— 本文の一部 —
November 20, 2013
米国連邦取引委員会(FTC)は今月初め、製薬分野の特許の専用実施権をライセンスの有効日前に、FTCおよびアメリカ合衆国司法省反トラスト局に報告しなければならない場合についての改正案を承認し最終版を定めました。改正規則では、「全ての商業上重要な権利」がライセンシーに譲渡された場合に報告義務が生じる可能性があるとし、これは「製造、使用、および販売」を行う権利が譲渡された場合にのみ報告義務があるとする従来の規則に替わるものです。本改正に基づき、FTCへの報告義務が発生する専用実施権ライセンスの件数は増加することが予想されます。
専用実施権ライセンスの報告が必要となるのは、ハート・スコット・ロディノ反トラスト強化法(HSR法)に基づき、当事者の規模や取引規模がある一定の基準を超えた場合です。報告が必要となった場合、当事者は当該専用実施権ライセンスの有効日前の期間(通常30日間)は待機をしなければなりません。これは、反トラスト団体による当該専用実施権の調査期間を確保しておくためです。

— 与えられた情報 —
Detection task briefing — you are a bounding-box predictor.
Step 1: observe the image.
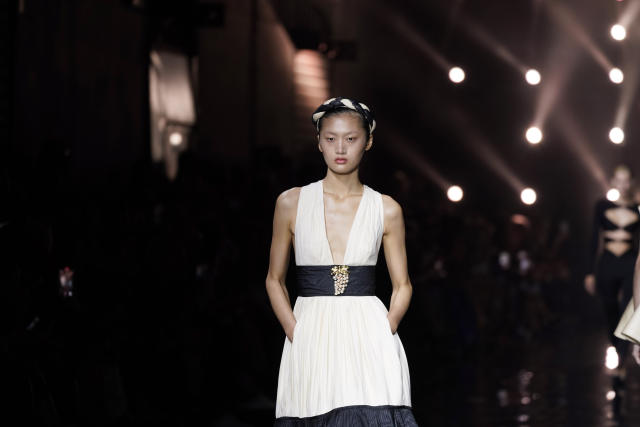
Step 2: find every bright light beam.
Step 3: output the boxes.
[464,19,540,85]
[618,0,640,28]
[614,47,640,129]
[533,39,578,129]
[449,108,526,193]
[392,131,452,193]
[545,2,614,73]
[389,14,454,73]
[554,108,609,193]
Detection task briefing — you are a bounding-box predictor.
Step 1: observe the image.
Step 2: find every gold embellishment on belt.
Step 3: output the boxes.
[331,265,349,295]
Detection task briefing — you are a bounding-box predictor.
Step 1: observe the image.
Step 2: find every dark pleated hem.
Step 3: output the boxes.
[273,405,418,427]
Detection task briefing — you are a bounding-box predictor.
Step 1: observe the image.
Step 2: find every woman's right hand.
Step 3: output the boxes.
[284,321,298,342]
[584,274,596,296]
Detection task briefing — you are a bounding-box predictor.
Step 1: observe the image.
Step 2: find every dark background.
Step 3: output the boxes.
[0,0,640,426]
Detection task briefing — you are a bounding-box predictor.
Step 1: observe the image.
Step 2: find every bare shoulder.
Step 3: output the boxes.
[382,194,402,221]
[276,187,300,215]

* * *

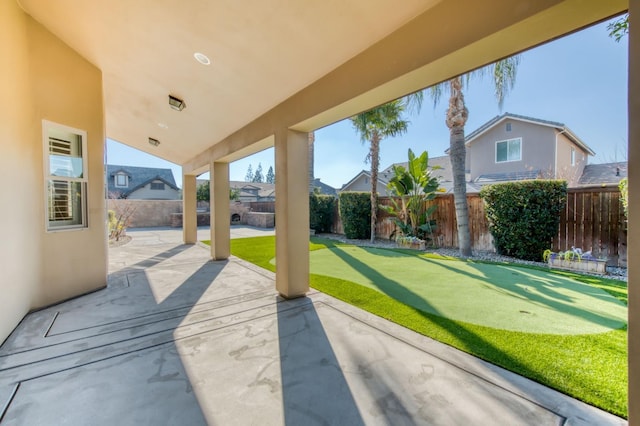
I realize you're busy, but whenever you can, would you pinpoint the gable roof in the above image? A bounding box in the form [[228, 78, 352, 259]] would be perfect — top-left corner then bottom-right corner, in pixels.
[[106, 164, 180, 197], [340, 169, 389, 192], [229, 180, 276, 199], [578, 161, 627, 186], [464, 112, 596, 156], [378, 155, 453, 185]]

— やること —
「本文の一部」を読んで、次の質問に答えてください。
(a) 専用実施権の報告は、FTCのほかにどこにしなければなりませんか。
(b) 改正規則では、どんな権利がライセンシーに譲渡されると報告義務が生じる可能性がありますか。
(c) 報告が必要になったとき、当事者が待たなければならない期間は通常何日間ですか。

— 答え —
(a) アメリカ合衆国司法省反トラスト局
(b) 「全ての商業上重要な権利」
(c) 30日間